◆ **What you need to do**
Carry on the passage about phonetics and orthoepy in school instruction, starting right after its last sentence.

◆ **Page excerpt**
[BEGIN]
Hear what the first of American philologists has to say of phonetic science: “The study of phonetics has long been coming forward into more and more prominence as an essential part of the study of language; a thorough understanding of the mode of production of alphabetic sounds, and of their relations to one another as determined by their physical character, has become an indispensable qualification of a linguistic scholar. And he who cannot take to pieces his native utterance, and give a tolerably accurate account of every item in it, lacks the true foundation on which everything else should repose.

I would that these sound words of Prof. Whitney might be brought. before the eyes of every student of language.

Let us return to the question,-Which is before us, as teachers in Wisconsin, phonetics or orthoepy? I answer, both, - orthoepy as the result, the valuable possession; phonetics as the scientific and most certain means by which to attain this result. But we need a convenient term under which to include them both as they enter, combined and properly related, into instruction. It is possible that the unlovely word phonics is the one most nearly fitted for the purpose, it having already acquired a specific application to such phonetic instruction for orthoepic purposes as has been given in the public schools of this country. But the word orthoepy has been used in like manner; and so, with your permission and some qualms of etymological conscience, I shall henceforth use it as the inclusive term.

We reach now the main question, what wisdom is there in our statutory recognition of orthoepy as one of the essential elements of a common-school education? Or, in other words, What is the educational function of phonics?
[END]
◆ **Entries provided**
[BEGIN]
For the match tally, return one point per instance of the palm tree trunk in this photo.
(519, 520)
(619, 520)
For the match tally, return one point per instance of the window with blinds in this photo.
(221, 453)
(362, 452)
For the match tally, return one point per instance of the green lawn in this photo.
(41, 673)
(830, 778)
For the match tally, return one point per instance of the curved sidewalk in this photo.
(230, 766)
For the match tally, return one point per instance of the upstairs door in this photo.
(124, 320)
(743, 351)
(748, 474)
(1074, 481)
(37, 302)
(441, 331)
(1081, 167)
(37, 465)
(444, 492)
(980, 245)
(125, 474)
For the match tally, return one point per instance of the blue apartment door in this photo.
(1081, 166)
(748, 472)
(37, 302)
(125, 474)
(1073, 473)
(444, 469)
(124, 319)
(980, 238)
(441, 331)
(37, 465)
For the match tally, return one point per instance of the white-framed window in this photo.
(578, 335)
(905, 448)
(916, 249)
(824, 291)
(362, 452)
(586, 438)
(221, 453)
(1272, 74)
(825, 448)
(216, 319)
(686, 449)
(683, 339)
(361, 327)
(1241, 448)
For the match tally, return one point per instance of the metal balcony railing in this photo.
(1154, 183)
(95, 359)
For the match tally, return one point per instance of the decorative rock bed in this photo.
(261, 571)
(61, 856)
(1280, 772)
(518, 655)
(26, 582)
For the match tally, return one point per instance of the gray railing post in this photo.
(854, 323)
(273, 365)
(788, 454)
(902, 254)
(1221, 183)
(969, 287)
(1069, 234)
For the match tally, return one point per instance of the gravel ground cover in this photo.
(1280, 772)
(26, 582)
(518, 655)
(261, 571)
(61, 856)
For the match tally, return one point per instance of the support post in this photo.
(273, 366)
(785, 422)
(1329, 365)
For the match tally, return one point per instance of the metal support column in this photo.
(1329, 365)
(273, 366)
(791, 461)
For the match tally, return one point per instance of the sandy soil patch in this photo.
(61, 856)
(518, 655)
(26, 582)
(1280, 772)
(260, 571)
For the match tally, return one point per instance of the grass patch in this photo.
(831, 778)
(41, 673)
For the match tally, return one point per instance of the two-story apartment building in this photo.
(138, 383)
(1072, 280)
[END]
◆ **Reply to the task**
1. The study and knowledge of orthoepy, in some manner, is generally admitted to be an important auxiliary, or, indeed, part of the work of reading. A comprehensive analysis of that work will show it to include as its four grand divisions, (a) Management of the bodily organs; (b) Pronunciation, or orthoepy proper; (c) Comprehension, attained by "analysis of thought," and (d) Expression. Thus orthoepy forms one of the four quarters of the world of reading, while the phonetic processes of vocalization and articulation go far to make up another, the purely physical fourth, indicated under the first head, management of the body.

The necessity of good pronunciation to even the slightest claims as a reader, goes without arguing. Nor is this need simply a matter of accents, but of vocalization and articulation, the distinct, exact, and adequate utterance of all the oral elements employed. This cannot be left to mere random imitation. The attainment of a respectable, not to say, elegant, pronunciation will be greatly expedited, to say the very least, by the analytic processes of phonetics and a conscious knowledge of the formulated analogies, as well as the anomalies, of orthoepy proper.

And in teaching pupils of foreign extraction - no small matter in this state - this dependency upon phonic analysis becomes still greater, amounting, as I believe, to an absolute necessity. I deem it simply impossible to succcessfully put our th sound into a German mouth, for instance, without a resort to physiological analysis and description. So, the cure of lisping becomes merely a matter of perseverence when the physiological character of the fault is once understood.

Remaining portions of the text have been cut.